Goal:
Reproduce everything from the line containing "Where can the distant hill" through the end of the material, swapping "instance" for "occurrence" and leaving all else unchanged.

BEGIN Records for the task

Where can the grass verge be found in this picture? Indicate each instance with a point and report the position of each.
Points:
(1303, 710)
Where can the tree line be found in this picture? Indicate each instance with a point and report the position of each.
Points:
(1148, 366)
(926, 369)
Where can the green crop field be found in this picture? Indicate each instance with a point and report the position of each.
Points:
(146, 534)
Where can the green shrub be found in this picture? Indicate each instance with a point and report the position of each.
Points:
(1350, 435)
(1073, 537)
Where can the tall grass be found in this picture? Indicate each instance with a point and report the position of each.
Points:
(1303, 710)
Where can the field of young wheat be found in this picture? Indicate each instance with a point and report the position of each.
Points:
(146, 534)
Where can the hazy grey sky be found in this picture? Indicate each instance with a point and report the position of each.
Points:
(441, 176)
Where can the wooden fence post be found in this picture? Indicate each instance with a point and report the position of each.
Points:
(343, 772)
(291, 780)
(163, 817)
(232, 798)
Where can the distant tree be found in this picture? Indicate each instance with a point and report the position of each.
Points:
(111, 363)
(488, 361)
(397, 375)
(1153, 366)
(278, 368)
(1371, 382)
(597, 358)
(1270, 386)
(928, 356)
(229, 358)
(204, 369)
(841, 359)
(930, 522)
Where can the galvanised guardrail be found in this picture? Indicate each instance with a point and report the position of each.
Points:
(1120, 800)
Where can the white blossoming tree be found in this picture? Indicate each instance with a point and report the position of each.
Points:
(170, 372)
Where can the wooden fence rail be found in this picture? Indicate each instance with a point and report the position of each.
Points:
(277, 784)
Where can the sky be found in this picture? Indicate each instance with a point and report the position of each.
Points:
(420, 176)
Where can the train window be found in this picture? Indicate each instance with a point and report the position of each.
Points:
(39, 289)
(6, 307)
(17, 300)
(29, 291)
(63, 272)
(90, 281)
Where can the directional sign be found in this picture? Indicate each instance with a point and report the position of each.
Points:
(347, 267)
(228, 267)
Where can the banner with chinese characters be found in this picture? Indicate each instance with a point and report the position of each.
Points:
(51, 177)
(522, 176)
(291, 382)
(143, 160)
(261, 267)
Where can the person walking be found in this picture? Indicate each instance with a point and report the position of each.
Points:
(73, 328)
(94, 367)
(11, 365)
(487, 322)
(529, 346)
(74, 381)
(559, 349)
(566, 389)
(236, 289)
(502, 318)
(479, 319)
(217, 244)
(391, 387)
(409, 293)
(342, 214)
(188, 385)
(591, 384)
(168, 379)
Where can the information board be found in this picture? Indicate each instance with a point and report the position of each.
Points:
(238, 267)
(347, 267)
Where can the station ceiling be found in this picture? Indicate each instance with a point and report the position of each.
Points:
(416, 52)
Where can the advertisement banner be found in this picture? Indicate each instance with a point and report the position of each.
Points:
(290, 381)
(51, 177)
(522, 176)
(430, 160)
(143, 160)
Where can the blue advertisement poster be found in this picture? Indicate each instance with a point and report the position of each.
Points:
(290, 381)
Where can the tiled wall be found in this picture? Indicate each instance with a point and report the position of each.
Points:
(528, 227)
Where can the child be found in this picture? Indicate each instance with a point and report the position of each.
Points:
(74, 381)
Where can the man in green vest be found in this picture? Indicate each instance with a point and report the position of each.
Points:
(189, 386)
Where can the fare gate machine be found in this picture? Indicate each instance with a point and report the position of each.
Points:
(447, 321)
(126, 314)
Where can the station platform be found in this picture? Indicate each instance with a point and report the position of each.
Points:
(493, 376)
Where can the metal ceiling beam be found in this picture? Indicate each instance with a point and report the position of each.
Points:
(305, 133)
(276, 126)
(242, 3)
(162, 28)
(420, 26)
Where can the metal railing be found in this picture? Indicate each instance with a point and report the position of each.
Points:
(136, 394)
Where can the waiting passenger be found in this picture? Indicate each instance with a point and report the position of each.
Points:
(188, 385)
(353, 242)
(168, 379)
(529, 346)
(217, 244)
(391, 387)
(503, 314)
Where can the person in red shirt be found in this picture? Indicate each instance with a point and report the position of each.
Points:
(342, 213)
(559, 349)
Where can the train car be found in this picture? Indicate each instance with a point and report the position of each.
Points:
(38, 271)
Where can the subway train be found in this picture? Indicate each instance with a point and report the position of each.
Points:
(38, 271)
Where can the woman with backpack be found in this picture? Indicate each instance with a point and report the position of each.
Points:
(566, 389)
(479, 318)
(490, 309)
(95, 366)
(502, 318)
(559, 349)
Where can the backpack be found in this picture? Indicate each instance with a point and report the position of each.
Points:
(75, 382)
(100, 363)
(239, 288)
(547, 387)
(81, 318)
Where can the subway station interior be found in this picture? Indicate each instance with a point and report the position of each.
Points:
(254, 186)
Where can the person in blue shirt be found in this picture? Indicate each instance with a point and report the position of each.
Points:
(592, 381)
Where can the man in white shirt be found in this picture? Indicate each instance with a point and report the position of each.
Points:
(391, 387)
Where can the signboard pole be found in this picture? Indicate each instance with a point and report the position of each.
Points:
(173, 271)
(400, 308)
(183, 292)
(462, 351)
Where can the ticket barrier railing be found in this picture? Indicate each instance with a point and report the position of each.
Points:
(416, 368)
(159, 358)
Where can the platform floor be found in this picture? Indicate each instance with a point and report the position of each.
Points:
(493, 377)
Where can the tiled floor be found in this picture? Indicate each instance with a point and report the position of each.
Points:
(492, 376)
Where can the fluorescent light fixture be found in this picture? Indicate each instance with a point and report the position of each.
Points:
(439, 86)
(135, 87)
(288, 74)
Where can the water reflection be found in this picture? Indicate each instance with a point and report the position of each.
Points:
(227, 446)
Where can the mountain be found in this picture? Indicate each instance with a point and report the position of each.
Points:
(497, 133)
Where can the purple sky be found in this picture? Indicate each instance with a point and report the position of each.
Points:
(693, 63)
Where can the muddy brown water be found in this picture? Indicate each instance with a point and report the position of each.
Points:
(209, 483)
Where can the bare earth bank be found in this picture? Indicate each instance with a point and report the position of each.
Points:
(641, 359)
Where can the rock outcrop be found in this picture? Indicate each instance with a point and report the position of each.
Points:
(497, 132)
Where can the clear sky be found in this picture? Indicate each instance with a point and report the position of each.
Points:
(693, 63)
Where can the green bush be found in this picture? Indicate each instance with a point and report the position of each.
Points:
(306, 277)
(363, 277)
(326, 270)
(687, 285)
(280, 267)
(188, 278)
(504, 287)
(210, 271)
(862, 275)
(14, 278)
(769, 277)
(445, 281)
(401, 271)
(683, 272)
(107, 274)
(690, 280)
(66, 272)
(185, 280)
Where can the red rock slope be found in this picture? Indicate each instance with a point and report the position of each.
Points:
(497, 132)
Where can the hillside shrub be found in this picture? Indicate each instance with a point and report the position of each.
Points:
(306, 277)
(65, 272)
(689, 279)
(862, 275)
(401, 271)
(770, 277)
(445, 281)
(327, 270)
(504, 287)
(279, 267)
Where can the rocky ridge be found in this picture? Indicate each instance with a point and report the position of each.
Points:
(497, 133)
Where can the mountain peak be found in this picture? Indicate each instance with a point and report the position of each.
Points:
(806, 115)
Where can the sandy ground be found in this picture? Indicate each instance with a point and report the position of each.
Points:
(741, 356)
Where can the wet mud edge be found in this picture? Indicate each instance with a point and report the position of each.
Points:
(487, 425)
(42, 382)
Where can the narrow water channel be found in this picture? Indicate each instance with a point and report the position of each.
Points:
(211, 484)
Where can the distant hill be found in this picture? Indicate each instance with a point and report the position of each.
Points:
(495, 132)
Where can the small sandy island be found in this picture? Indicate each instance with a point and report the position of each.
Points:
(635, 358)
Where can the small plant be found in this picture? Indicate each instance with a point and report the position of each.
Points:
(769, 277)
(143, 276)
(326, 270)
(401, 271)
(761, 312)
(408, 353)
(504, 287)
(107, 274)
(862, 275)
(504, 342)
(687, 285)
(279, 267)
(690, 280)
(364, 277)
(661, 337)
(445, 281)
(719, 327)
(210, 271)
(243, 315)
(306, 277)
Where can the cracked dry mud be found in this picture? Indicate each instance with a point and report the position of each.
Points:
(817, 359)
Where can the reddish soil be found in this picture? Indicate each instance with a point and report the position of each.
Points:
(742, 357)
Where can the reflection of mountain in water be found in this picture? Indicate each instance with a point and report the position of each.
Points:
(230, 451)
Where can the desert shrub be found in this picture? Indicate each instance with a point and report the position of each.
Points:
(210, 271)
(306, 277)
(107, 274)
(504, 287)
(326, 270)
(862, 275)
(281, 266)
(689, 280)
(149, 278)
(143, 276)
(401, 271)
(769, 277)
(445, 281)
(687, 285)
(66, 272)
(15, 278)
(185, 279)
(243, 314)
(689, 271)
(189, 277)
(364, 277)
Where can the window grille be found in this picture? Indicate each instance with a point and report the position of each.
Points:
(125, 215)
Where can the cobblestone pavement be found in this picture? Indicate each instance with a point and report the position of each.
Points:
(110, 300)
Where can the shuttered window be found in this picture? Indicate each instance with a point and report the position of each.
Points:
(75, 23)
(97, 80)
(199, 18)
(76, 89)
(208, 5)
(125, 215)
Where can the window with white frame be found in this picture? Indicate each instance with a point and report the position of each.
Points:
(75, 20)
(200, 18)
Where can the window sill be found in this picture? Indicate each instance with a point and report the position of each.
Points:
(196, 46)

END Records for the task

Response to this task:
Where can the distant hill be found in this picture? Indicate each occurrence with a point and report the position of each.
Points:
(495, 132)
Where can the small sandy island be found in this picture? Indicate each occurrence with a point and report the position of each.
Points:
(635, 358)
Where can the small plant be found in this picture? Indicate each occurrence with a point and report the position of each.
Points:
(769, 277)
(143, 276)
(326, 270)
(401, 271)
(761, 312)
(408, 353)
(504, 287)
(107, 274)
(862, 275)
(504, 342)
(687, 285)
(279, 267)
(690, 280)
(364, 277)
(661, 337)
(445, 281)
(719, 327)
(210, 271)
(243, 315)
(306, 277)
Where can the cracked dry mud be found in this picture? Indicate each occurrence with a point and report the position of each.
Points:
(817, 359)
Where can the reddish soil be found in this picture? Indicate each occurrence with a point and report the position of each.
Points:
(742, 357)
Where can the reflection of mountain in water be found in this picture? Indicate each occurrence with a point and report the position of each.
Points:
(230, 451)
Where can the desert shrub be found in this picture? Indicate each occurrence with a point and report the position of each.
Points:
(210, 271)
(306, 277)
(107, 274)
(504, 287)
(326, 270)
(862, 275)
(281, 266)
(689, 280)
(149, 278)
(143, 276)
(401, 271)
(769, 277)
(445, 281)
(687, 285)
(66, 272)
(15, 278)
(185, 279)
(243, 314)
(689, 271)
(189, 277)
(364, 277)
Where can the window grille be found in this picture? Indicate each occurrence with a point and report the position of each.
Points:
(125, 215)
Where can the cobblestone pavement be found in this picture? Indicate each occurrence with a point and report the position of each.
Points:
(110, 300)
Where can the shuttered window be found in this picture? Indicate each occurrence with a point and report the position of each.
Points:
(75, 23)
(97, 80)
(199, 18)
(76, 89)
(208, 5)
(125, 215)
Where can the window with white frame be found in this picture? Indicate each occurrence with a point and report the position of each.
Points:
(75, 20)
(200, 18)
Where can the window sill be found in this picture? Indicate each occurrence with a point and report the position of each.
Points:
(196, 46)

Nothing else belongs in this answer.